[Stored items from a collection]
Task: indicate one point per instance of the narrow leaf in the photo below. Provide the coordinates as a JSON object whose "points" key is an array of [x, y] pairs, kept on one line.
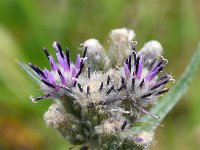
{"points": [[165, 105]]}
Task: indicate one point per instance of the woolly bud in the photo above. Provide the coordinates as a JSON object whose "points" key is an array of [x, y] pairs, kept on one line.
{"points": [[96, 56], [112, 125], [120, 42], [55, 116], [152, 49]]}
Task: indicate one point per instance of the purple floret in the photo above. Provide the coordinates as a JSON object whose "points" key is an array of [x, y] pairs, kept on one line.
{"points": [[62, 75]]}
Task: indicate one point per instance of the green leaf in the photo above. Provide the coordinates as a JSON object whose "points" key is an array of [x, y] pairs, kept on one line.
{"points": [[165, 105]]}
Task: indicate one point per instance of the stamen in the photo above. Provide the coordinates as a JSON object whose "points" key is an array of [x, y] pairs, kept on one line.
{"points": [[141, 83], [34, 100], [112, 88], [101, 87], [164, 59], [124, 125], [58, 47], [89, 72], [88, 90], [108, 80], [129, 63], [163, 91], [133, 84], [37, 70], [68, 57], [80, 88], [46, 52], [48, 84], [85, 52]]}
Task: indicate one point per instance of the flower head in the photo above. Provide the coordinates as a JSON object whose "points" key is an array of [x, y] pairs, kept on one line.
{"points": [[104, 99], [62, 76]]}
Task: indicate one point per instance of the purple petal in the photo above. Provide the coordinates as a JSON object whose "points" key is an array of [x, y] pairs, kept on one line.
{"points": [[78, 60], [140, 67], [126, 70], [34, 100], [53, 63]]}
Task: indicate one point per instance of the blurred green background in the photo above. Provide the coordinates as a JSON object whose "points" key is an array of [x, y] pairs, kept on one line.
{"points": [[28, 25]]}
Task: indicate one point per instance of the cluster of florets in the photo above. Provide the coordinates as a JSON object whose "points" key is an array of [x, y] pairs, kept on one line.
{"points": [[104, 92]]}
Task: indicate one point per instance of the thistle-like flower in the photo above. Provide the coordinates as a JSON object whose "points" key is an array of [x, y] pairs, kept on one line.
{"points": [[98, 105], [56, 82]]}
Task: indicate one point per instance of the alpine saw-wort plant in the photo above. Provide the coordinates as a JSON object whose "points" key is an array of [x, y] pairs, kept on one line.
{"points": [[99, 99]]}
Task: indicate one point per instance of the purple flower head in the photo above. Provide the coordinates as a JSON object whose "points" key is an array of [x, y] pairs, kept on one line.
{"points": [[62, 76], [142, 80]]}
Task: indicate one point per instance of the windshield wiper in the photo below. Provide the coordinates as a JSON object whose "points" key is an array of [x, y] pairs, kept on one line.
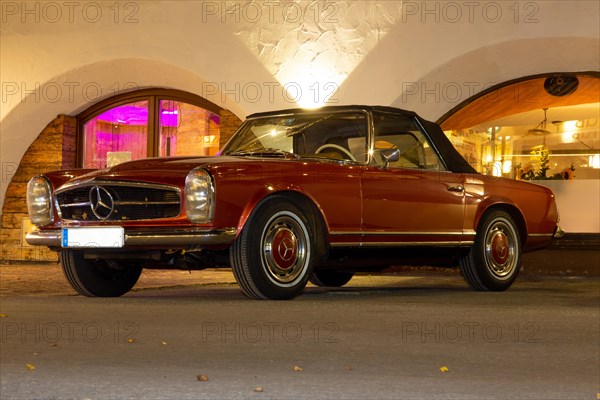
{"points": [[269, 152]]}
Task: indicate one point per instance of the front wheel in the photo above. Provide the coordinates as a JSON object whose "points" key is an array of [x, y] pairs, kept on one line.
{"points": [[273, 256], [98, 278], [493, 262]]}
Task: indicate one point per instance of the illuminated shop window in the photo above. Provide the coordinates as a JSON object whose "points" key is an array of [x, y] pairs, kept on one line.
{"points": [[187, 130], [118, 134], [148, 124], [530, 133]]}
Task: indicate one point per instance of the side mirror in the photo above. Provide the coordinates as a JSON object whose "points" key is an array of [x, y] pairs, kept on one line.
{"points": [[389, 155]]}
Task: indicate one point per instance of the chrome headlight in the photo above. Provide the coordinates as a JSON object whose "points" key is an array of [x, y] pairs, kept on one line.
{"points": [[39, 201], [199, 196]]}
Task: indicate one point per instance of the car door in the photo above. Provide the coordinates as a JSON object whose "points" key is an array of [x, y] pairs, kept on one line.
{"points": [[411, 198]]}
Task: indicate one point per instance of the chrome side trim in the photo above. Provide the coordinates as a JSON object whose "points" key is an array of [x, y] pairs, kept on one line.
{"points": [[403, 244], [540, 234], [173, 238], [402, 233]]}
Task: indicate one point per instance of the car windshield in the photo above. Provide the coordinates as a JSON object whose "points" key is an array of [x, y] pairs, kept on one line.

TASK DIRECTIONS
Repeat only the stretch of lines starting at the one containing "Task: indicate one point per instance of the car door" and running to the final line of the entries above.

THE SOLUTION
Task: indicate one point per instance of the car door in the photo above. Provide the coordinates as a JSON object whose "points" key is an array of [x, y] pairs, kept on one line.
{"points": [[411, 198]]}
Task: indicate one point per instance of the chrome side trim in the photo above. Provide the coordinates as a JSON object whose "points" key is an array of [x, y] pairs, kept on one line.
{"points": [[403, 244], [540, 234], [173, 238], [402, 233]]}
Task: indicate one point per instance of the car windshield in the photo above. Provide the coordinates as a JSON object whose "points" key is an array of [x, y] pairs, kept on one line.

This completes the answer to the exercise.